**Tasks to perform**.
a) From the article on Claudia Sheinbaum's election, list every political party named as a member of either presidential coalition.
b) Please copy word for word the passage of the article on Claudia Sheinbaum's election starting at "Women who assume" and ending at "the feminist agenda.".

**Source document**.
==*==
After 214 years since September 16, 1810, when Mexico began its independence process to become a Republic, a woman was elected president for the first time. She is Claudia Sheinbaum Pardo, 61, the 66th president, who on October 1, 2024, will take office as head of state and government of the United Mexican States, the second-largest economy in Latin America, and as expert Jenifer M. Piscopo of the Royal Holloway University of London points out, the first trade ally of the United States.
According to official data from the Mexican National Electoral Institute, Claudia Sheinbaum Pardo, representative of the coalition Sigamos Haciendo Historia (Let’s Continue Making History), composed of the ruling National Regeneration Movement (MORENA), the Labor Party and the Ecologist Green Party of Mexico, outpolled her main rival, the candidate Xóchitl Gálvez, of the coalition Fuerza y Corazón por México (Strength and Heart for Mexico), composed of the National Action Party (PAN), the Institutional Revolutionary Party (PRI) and the Party of the Democratic Revolution (PRD).
Claudia Sheinbaum Pardo will be the president of a country that, according to the 2020 Population and Housing Census, has 126,014,024 inhabitants, of which 64,540,634 are women and 61,473,390 are men. Although it seems clear that she will be the president of all, it is important to reiterate this when the demands begin (and there will be some) about her results, mistakes, and lack of action for the cause of women.
It must be kept in mind that women in these positions are evaluated more harshly than men and in matters of equality, when they incorporate it into their agendas, they do what they can taking into account the barriers —institutional, cultural, even from their own political party allies — that are presented to them and that limit their objectives.
Women who assume the presidency of a country are expected to establish measures in favor of equality in greater proportion than is required of presidents as if the latter did not have the same commitment to the citizenry and were not as obliged as the former to establish mechanisms for the advancement of women.
It should be noted that, while it is true that a woman in this position is a reference for others, her arrival does not necessarily imply that measures in favor of equality will be established or that a pro-women agenda will be implemented. During the Mexican presidential campaign, different voices from the women’s and feminist movements expressed that only the presence of a woman in the presidency would not ensure the implementation of the feminist agenda.
==*==
**Data block**.
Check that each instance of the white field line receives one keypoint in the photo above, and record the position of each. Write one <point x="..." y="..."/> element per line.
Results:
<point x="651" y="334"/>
==*==
**Final results**.
a)
- National Regeneration Movement (MORENA)
- Labor Party
- Ecologist Green Party of Mexico
- National Action Party (PAN)
- Institutional Revolutionary Party (PRI)
- Party of the Democratic Revolution (PRD)

b)
Women who assume the presidency of a country are expected to establish measures in favor of equality in greater proportion than is required of presidents as if the latter did not have the same commitment to the citizenry and were not as obliged as the former to establish mechanisms for the advancement of women.
It should be noted that, while it is true that a woman in this position is a reference for others, her arrival does not necessarily imply that measures in favor of equality will be established or that a pro-women agenda will be implemented. During the Mexican presidential campaign, different voices from the women’s and feminist movements expressed that only the presence of a woman in the presidency would not ensure the implementation of the feminist agenda.